== Work to be completed ==
Please pick out and copy every line of the records below that contains the word "hands", matching case exactly.

== Raw records ==
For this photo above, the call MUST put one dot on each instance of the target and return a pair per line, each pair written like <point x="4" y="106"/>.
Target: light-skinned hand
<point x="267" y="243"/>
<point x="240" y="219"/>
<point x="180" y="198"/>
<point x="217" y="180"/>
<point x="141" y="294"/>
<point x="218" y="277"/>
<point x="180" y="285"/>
--
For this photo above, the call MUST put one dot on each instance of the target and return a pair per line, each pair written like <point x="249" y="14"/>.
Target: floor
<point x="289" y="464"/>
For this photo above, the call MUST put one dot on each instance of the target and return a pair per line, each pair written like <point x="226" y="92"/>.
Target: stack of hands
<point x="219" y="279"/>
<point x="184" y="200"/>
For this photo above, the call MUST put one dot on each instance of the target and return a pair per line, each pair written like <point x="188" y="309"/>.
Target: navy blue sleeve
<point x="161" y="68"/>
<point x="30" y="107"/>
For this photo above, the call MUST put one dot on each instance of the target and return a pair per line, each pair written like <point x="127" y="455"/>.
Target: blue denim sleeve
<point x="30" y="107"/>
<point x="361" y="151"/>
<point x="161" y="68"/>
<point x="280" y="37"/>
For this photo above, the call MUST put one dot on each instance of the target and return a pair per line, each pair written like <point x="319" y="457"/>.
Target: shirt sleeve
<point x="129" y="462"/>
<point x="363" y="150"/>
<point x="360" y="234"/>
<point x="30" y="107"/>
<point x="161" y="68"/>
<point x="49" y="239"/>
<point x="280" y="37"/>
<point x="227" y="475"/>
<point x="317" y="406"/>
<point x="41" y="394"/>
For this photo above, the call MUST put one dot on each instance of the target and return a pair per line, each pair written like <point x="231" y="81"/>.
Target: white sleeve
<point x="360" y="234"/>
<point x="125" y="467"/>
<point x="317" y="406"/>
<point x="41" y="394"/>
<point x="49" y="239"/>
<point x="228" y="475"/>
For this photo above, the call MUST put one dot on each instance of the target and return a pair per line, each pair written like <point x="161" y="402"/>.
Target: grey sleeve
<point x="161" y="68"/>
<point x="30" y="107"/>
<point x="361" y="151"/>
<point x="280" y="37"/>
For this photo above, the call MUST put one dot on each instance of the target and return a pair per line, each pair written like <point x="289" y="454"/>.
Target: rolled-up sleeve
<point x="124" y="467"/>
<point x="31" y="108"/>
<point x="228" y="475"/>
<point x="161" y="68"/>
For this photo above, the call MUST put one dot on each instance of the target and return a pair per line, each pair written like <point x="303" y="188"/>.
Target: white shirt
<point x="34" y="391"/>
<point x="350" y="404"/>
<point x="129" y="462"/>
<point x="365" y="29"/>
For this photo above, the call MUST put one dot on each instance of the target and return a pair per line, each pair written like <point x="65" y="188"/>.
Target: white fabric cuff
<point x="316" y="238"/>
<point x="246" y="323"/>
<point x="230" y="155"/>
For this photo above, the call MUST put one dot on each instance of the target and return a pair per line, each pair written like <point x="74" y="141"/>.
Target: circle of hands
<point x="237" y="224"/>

== Result of this exercise ==
Target: stack of hands
Target: circle of hands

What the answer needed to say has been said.